__INSTRUÇÕES DO EXERCÍCIO__.
Responda com base no trecho do documento:
1. Que duas cidades são citadas como capturadas?
2. Que matéria Alexandre, rei da Macedônia, começou a estudar?
3. Com o que Demétrio comparava a conversa de homens ignorantes?

16. Você não deve estimar nosso valor por nossas tumbas fúnebres ou por esses monumentos de tamanho desigual que alinham na estrada; suas cinzas nivelam todos os homens! Somos desiguais no nascimento, mas somos iguais na morte. O que eu digo sobre cidades é o que eu também digo sobre seus habitantes. Árdea[7] foi capturada e também Roma. O grande criador da condição humana não fez distinções entre nós com base em linhagens altas ou de nomes ilustres, exceto enquanto vivemos. Quando, no entanto, chegamos ao fim que espera aos mortais, ele diz: “Saia, ambição! Pois sobre todas as criaturas que sobrecarregam a terra, aplique uma mesma lei”. Para suportar todas as coisas, somos iguais; ninguém é mais frágil do que outro, ninguém está mais seguro de sua própria vida no dia seguinte.

17. Alexandre, rei da Macedônia, começou a estudar a geometria; homem pequeno, porque ele assim saberia quão insignificante era aquela terra a qual ele havia capturado, apenas uma fração! Homem pequeno, repito, porque ele foi obrigado a entender que tinha um título falso. Pois quem pode ser Grande naquilo que é insignificante? As lições que lhe foram ensinadas eram intrincadas e só podiam ser aprendidas por dedicação assídua; elas não eram do tipo a ser entendidas por um tolo, que deixasse seus pensamentos ir além do oceano. “Ensina-me algo fácil!” Ele chora; mas seu professor responde: “Essas coisas são as mesmas para todos, tão difíceis para um quanto para outro”.

18. Imagine que a natureza está nos dizendo: “As coisas de que você reclama são as mesmas para todos. Não posso dar nada de mais fácil a nenhum homem, mas quem assim o desejar, vai facilitar as coisas para si mesmo”. De que maneira? Pela tranquilidade. Você deve sofrer dor, sede, fome e velhice, se uma longa permanência entre os homens lhe for concedida; você deve ficar doente, e você deve sofrer perda e morte.

19. No entanto, você não deve acreditar naqueles cujos clamores ruidosos o rodeiam; nenhuma dessas coisas é um mal, nada está além do seu poder de suportar. É apenas por opinião comum que existe algo formidável nelas. Seu medo da morte é, portanto, como seu medo da fofoca. Mas o que é mais tolo do que um homem com medo de palavras? Nosso amigo Demétrio costuma colocar com habilidade quando ele dizia: “Para mim, a conversa de homens ignorantes é como os ruídos que surgem da barriga”, pois, ele acrescenta, “que diferença me faz saber se tais rumores são provenientes de cima ou de baixo?

20. Que loucura é ter medo de descrédito no julgamento por pessoas desprezíveis! Assim como você não tem nenhuma razão para se encolher de terror com a conversa dos homens, você também não tem nenhuma causa para se encolher dessas coisas, que você nunca teria medo se sua conversa não tivesse forçado o medo sobre você. Será que há prejuízo a um bom homem ser manchado por fofocas injustas?

__DADOS EXTRAÍDOS__.
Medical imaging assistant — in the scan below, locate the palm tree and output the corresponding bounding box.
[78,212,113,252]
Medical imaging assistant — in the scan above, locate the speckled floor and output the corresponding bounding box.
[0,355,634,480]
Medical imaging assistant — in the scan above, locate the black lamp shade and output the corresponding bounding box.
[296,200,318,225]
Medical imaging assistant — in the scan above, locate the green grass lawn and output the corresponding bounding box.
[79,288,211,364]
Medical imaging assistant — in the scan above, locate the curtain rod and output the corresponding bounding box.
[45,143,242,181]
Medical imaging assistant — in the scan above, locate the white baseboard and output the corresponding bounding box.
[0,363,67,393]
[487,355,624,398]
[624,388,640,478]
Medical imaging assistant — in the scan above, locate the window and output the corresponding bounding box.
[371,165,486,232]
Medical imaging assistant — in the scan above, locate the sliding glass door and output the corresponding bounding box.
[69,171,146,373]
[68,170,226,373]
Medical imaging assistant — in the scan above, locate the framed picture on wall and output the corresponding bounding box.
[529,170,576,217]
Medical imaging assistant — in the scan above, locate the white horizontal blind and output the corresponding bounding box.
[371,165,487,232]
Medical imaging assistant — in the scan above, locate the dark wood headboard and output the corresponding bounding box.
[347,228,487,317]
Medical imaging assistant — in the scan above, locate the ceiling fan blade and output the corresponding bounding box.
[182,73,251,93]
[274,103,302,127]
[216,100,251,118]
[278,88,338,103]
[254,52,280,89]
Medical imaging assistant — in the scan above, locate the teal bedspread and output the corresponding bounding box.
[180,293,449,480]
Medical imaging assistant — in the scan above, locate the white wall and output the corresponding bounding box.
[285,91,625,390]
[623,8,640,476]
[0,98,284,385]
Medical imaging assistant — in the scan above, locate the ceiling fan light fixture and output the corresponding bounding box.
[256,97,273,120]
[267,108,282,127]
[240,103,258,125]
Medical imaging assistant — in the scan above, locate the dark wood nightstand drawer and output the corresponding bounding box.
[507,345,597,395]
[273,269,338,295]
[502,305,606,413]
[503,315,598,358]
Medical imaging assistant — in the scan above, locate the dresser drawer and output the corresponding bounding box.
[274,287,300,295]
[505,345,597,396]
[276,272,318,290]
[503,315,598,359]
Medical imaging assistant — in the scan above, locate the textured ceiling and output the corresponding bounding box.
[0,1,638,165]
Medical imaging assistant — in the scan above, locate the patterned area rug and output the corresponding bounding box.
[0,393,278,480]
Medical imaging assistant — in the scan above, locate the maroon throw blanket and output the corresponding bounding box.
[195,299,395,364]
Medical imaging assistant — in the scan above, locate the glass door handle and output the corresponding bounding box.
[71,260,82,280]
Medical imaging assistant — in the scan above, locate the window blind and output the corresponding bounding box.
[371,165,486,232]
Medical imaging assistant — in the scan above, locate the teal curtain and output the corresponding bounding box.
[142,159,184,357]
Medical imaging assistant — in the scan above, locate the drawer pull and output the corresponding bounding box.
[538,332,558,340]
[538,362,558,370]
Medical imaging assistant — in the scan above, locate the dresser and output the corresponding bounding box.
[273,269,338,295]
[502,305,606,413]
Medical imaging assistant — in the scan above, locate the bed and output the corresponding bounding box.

__QUADRO DE RESPOSTA__.
1. Árdea e Roma.
2. A geometria.
3. Com os ruídos que surgem da barriga.